--- BEGIN Items ---

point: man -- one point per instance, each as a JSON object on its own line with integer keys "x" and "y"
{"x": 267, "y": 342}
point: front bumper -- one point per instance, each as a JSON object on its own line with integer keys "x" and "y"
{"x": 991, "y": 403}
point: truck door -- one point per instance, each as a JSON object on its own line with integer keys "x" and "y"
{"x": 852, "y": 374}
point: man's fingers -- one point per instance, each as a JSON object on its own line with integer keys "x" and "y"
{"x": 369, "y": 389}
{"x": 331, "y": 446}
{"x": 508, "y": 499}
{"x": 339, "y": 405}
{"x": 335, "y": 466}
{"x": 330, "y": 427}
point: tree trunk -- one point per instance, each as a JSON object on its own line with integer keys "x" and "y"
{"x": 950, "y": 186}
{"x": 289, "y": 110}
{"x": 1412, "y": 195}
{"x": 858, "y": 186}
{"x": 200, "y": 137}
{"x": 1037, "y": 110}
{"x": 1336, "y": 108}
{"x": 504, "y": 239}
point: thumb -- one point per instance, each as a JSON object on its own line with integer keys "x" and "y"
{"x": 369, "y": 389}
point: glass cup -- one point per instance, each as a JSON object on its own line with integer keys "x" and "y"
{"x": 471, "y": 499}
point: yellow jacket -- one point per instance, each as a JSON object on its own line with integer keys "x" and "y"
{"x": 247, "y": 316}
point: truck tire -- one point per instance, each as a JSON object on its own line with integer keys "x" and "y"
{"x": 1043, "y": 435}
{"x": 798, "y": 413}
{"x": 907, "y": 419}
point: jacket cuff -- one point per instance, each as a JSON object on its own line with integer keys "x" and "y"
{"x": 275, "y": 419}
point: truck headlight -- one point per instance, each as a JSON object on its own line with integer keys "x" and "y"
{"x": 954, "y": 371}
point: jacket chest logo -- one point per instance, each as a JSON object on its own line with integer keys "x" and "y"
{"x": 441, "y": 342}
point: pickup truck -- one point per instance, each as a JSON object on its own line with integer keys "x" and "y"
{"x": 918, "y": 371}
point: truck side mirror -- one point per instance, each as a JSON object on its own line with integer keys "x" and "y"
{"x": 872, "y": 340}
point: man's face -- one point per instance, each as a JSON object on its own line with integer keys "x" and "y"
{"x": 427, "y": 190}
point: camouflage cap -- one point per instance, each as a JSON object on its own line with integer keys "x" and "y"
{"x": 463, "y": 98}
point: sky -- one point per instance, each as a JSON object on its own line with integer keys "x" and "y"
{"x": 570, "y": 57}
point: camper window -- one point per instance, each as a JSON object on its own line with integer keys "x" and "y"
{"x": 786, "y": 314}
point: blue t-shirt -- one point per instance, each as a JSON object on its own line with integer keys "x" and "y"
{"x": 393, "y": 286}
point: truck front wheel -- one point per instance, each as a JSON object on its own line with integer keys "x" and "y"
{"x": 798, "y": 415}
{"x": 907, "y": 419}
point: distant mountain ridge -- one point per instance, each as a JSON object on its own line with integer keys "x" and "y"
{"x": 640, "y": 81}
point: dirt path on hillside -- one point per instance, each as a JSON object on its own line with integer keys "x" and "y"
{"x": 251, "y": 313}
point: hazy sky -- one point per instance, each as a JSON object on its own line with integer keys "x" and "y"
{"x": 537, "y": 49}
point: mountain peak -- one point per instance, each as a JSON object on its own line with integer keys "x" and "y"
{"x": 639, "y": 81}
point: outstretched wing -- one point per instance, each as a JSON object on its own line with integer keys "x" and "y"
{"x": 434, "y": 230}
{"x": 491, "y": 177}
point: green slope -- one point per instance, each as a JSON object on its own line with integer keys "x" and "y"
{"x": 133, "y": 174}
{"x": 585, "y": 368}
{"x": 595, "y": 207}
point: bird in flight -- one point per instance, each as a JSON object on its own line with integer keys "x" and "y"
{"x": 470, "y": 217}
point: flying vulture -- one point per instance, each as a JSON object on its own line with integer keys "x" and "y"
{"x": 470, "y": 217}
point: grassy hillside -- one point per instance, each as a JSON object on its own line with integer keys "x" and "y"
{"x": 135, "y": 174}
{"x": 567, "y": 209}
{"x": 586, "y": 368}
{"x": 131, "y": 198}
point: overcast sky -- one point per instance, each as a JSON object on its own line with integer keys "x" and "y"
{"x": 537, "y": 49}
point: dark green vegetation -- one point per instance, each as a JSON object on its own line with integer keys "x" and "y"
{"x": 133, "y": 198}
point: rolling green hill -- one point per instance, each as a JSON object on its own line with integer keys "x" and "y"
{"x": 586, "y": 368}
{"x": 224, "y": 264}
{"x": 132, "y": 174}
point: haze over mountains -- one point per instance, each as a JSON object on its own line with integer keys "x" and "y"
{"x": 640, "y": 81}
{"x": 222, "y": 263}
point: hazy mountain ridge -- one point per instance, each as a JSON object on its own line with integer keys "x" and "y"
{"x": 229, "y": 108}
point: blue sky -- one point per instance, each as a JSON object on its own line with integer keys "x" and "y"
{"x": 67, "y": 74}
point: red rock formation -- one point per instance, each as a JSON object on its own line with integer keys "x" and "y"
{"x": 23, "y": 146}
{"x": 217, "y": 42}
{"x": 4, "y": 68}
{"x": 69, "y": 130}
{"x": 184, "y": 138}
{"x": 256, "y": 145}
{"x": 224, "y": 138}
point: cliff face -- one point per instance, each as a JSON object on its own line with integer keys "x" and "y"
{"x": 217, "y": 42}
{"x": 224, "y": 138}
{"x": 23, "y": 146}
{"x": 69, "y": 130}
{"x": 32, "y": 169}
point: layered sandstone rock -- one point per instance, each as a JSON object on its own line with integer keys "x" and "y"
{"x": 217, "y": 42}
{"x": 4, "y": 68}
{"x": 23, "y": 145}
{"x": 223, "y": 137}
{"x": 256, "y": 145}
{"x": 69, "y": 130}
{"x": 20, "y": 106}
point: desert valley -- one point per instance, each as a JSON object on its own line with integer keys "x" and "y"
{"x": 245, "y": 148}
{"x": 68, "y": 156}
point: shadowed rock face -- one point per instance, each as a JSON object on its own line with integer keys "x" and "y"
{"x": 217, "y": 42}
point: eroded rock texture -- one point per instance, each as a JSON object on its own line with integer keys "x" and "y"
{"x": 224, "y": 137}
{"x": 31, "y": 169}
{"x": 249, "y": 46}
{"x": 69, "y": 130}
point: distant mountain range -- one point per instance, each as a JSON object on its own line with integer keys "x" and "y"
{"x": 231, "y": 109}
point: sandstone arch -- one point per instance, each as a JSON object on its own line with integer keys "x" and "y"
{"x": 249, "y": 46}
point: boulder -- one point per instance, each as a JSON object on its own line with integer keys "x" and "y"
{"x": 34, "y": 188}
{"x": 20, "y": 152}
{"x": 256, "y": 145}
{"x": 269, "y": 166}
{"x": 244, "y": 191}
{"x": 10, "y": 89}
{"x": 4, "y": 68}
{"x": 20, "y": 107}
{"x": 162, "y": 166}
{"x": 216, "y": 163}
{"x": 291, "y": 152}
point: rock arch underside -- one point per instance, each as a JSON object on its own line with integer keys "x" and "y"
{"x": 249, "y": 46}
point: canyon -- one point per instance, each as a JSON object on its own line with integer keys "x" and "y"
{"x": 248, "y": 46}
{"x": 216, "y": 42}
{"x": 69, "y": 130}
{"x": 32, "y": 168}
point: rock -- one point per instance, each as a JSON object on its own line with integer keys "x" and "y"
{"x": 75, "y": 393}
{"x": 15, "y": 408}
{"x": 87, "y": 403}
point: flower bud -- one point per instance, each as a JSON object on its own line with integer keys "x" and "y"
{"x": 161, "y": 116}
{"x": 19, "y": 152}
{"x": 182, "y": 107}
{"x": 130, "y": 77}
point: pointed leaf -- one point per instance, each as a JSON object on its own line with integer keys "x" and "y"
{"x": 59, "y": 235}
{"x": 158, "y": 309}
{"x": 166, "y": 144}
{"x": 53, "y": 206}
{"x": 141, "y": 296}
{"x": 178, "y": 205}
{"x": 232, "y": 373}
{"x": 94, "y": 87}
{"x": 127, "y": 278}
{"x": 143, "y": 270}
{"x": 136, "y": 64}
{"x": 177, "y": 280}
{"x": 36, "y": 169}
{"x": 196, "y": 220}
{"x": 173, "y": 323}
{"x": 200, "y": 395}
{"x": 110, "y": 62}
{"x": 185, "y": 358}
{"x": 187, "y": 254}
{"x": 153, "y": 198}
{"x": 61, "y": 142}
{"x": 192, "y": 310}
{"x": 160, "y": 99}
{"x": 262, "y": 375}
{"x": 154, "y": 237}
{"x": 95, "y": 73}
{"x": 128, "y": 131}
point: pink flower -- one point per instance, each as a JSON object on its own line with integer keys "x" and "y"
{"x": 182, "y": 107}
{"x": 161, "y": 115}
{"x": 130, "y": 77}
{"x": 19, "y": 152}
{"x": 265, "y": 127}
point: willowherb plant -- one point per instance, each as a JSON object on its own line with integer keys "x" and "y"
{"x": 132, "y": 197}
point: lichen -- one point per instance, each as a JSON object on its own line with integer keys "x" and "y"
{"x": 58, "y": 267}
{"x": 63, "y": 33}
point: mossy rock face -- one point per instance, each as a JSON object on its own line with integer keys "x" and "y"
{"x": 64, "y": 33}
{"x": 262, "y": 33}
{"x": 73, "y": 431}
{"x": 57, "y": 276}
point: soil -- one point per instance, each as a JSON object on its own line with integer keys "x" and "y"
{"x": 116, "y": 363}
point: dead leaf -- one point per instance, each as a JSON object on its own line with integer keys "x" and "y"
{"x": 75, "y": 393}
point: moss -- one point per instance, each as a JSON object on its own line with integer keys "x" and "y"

--- END Items ---

Add 61 to each x and y coordinate in the answers, and write the rows out again with their requests, from the line with "point: willowherb plant" through the end of the rows.

Full output:
point: willowherb plant -- one point per instance, each as a JSON object on its own line with integer keys "x" and "y"
{"x": 193, "y": 258}
point: lichen -- one point per instance, each as a JSON object on its own line with integer keys "x" and "y"
{"x": 119, "y": 328}
{"x": 124, "y": 94}
point: mossy rock face -- one point per instance, each as a JSON object on its own line with integer keys "x" and "y"
{"x": 125, "y": 94}
{"x": 323, "y": 94}
{"x": 134, "y": 492}
{"x": 118, "y": 337}
point: soil -- one point per instance, each as a JSON object on its own line with integer keys "x" and "y"
{"x": 177, "y": 424}
point: dead leaf -- one point per instance, each as a JSON object on its own line with integer keys "x" and "y"
{"x": 136, "y": 454}
point: moss -- one point per instance, each as a JSON object on its own line with integer keys "x" and "y"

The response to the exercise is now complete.